Set task: Rewrite the lines below as a numbered list, leaving out any blank lines and any pictures.

━━━━━━━━━━━━━━━━━━━━━━━━━━━━━━

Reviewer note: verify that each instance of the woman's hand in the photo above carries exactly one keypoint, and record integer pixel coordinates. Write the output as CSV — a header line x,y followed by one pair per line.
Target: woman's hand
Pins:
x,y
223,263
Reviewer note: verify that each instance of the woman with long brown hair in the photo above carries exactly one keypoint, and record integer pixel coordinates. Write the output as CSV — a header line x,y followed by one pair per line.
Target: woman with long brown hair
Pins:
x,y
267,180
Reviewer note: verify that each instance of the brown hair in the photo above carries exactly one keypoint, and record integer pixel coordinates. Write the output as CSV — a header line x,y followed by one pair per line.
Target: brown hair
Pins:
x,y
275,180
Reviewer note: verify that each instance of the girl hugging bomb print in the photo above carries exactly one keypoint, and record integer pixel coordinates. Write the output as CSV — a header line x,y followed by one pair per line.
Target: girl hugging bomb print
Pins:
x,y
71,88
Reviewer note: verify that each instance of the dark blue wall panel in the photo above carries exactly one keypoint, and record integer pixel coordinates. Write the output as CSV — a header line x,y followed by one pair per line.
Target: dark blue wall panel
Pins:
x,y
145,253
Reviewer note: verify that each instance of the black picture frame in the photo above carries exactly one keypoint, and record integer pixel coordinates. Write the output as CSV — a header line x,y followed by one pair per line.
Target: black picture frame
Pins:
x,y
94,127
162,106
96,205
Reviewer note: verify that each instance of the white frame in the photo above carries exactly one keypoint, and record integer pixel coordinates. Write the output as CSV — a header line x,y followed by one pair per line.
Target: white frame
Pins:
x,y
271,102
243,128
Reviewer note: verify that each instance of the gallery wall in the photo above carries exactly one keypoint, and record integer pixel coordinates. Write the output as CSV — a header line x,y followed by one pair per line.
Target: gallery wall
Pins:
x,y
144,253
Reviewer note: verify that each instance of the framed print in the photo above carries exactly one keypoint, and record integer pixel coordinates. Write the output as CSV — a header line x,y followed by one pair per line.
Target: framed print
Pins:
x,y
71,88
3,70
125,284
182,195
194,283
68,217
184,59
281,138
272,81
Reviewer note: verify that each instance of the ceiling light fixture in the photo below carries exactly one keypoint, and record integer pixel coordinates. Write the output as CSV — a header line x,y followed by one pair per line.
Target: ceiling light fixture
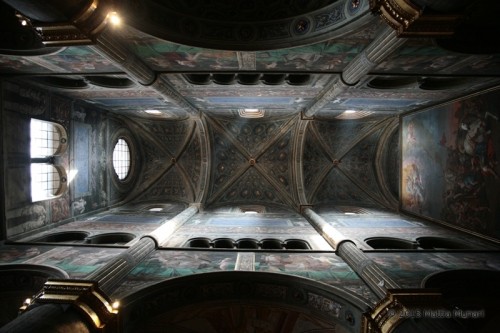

━━━━━━━━━━━━━━━━━━━━━━━━━━━━━━

Right answer:
1. Reviewer note: verify that each instance of the woman's hand in the photo above carries exactly one keypoint, and record integer pixel coordinates. Write the output as CSV — a header line x,y followed by one pair per line.
2. Target: woman's hand
3. Pins:
4. x,y
5. 223,263
6. Reviewer note: verify that each instance of the woman with long brown hair in the photo above carries exactly one keypoint, and record integer pixel coordinates. Write the output as CSV — a header line x,y followed by one pair per line.
7. Target: woman with long brown hair
8. Pins:
9. x,y
10. 267,180
11. Reviewer note: verify that each instance of the brown hair in the photo above carries exactly one keypoint, and record integer pixel coordinates. Write the output as CSV — a header line x,y followed by one pair per line.
12. Target: brown hair
13. Pins:
14. x,y
15. 275,180
16. Reviewer note: verify that each instance of the girl hugging bomb print in the photo above carries exactly one keypoint, and record integer pixel coordinates. Write the output as CSV — a header line x,y followed by one pair per line.
17. Target: girl hugging bomb print
18. Pins:
19. x,y
20. 71,88
21. Reviewer note: verify that each instance of the dark blue wall panel in the photo above carries exactly one keypoint, and record integer pixel coordinates. Write the output as CSV — a header line x,y followed by one pair per line.
22. Target: dark blue wall panel
23. Pins:
24. x,y
25. 145,253
26. Reviewer note: verify that each instance of the black picture frame in the photo above carries exactly one keypoint, and record integer pixel coordinates. Write the output as CSV — a header line x,y followed by one pair per line.
27. Target: black picture frame
28. Pins:
29. x,y
30. 94,127
31. 162,106
32. 96,205
33. Reviewer note: verify that each instance of the white frame in the photo above carries exactly one keypoint, and record integer pixel coordinates. Write the output as CSV — a header line x,y followed by one pair per line.
34. Target: white frame
35. Pins:
36. x,y
37. 271,102
38. 243,128
39. Reviewer note: verify that each instance of the gallery wall in the photo above carries exactly one keypoint, and record integer pixel coordinates. Write the output as CSV — a header line x,y followed by one pair per line.
40. Target: gallery wall
41. Pins:
42. x,y
43. 144,253
44. Reviewer note: verify that each instance of the framed print in the photo above carries exactly one keypoint, and record integer pixel coordinates. Write the output as CSV — a header line x,y followed by one pair per line.
45. Target: framed print
46. Pins:
47. x,y
48. 71,88
49. 3,70
50. 125,284
51. 182,195
52. 194,283
53. 68,217
54. 184,59
55. 281,138
56. 272,81
57. Reviewer note: verify that each instance of the ceiling light fixture in the photo below carries exactly one keypoint, and record integer pixel coordinates. Write the output as CSV — a header line x,y followed by one pair per line.
58. Target: ceiling light fixture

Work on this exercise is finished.